"All honest men killed Caesar....some lacked design, some courage, some opportunity: none lacked the will."
Cicero, Philippics (II.29)
On July 14, 44 BC, four months after Caesar's assassination and anxious over the unsettled state of affairs, Cicero fled to Greece. But, rebuked by his friend Atticus, who had asked him "Can you with honour, you who talk of a noble death—can you with honour abandon your country" (Letters, XVI.7), he quit his journey and returned to Rome on August 31. A meeting of the Senate was called by Antony for the next day to propose that an extra day be added to all public thanksgivings in Caesar's honor. Pleading exhaustion, Cicero did not attend and was assailed by Antony for his absence. When Cicero did appear the day after (in Antony's own absence), he delivered the first of what would be fourteen Philippics. Named after the speeches given by Demosthenes against Philip II of Macedonia more than three centuries earlier (Juvenal later called them divina Philippica, Satires IV.10.125), they argued against tyranny and for the restoration of the Republic.
Although more moderate than those that followed, Antony was angered nevertheless by allusions that he himself was a potential tyrant. The vitriol increased as the Philippics mounted in number: "What is more shameful than that he should be living who set on the diadem, while all men confess that he was rightly slain who flung it away" (Second Philippic, XXXIII.87). "What peace can there be, in the first place, between Marcus Antonius and the Senate? With what aspect can he regard you? With what eyes can you in our turn regard him? Who of you will not hate him? Whom of you will he not hate? Come, is it only he who hates you, and you him" (Seventh Philippic, VIII.21)? "When he thinks the death of Caesar should be avenged he proposes death not only for the perpetrators of that deed, but also for those who not resent it" (Thirteenth Philippic, XVIII.39). "I always took the same line before the people; and not only against Antonius himself have I always inveighed, but also against his abettors and agents in crime, both those here and those with him, in a word against the whole house of Marcus Antonius" (Twelfth Philippic, VII.18). And finally, a foreboding reference to Cicero himself: "Brief is the life given us by nature; but the memory of life nobly resigned is everlasting. And if that memory had been no longer than this life of ours, who would be so mad as, by the greatest labour and peril, to strive for the utmost height of honour and glory" (Fourteenth Philippic, XII.3).

*What to work on*: In the passage on Cicero's Philippics, after whose speeches were the Philippics named?

*Information given*:
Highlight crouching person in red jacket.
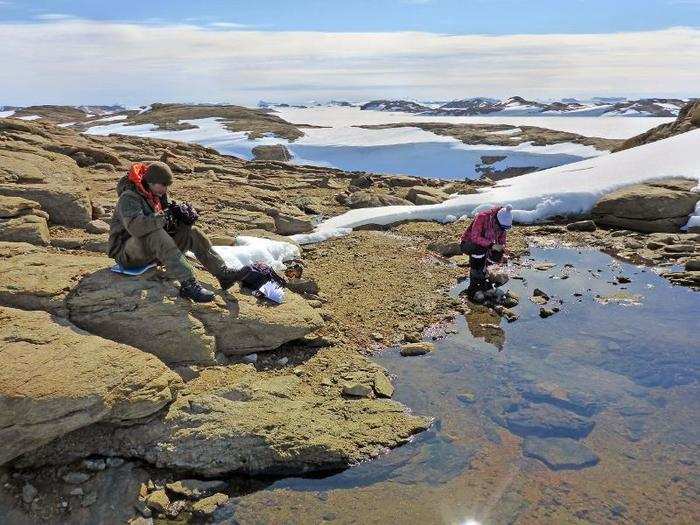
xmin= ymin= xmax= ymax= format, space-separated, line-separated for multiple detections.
xmin=460 ymin=204 xmax=513 ymax=302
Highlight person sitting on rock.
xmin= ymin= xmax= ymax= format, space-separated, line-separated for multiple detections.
xmin=460 ymin=204 xmax=513 ymax=302
xmin=108 ymin=162 xmax=237 ymax=303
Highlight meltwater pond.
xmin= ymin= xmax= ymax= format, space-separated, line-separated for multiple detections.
xmin=232 ymin=248 xmax=700 ymax=524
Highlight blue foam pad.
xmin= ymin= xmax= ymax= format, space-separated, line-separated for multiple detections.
xmin=110 ymin=263 xmax=156 ymax=275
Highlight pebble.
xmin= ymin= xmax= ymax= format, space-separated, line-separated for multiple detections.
xmin=107 ymin=458 xmax=124 ymax=468
xmin=343 ymin=383 xmax=372 ymax=397
xmin=63 ymin=472 xmax=90 ymax=485
xmin=22 ymin=483 xmax=38 ymax=504
xmin=401 ymin=342 xmax=435 ymax=357
xmin=83 ymin=459 xmax=107 ymax=472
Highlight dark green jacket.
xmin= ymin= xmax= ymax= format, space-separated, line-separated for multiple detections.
xmin=108 ymin=175 xmax=165 ymax=258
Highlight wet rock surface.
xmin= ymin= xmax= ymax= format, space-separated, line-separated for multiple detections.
xmin=523 ymin=437 xmax=598 ymax=470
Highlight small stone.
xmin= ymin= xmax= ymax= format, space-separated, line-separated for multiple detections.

*Result of this task*: Demosthenes' speeches against Philip II of Macedonia.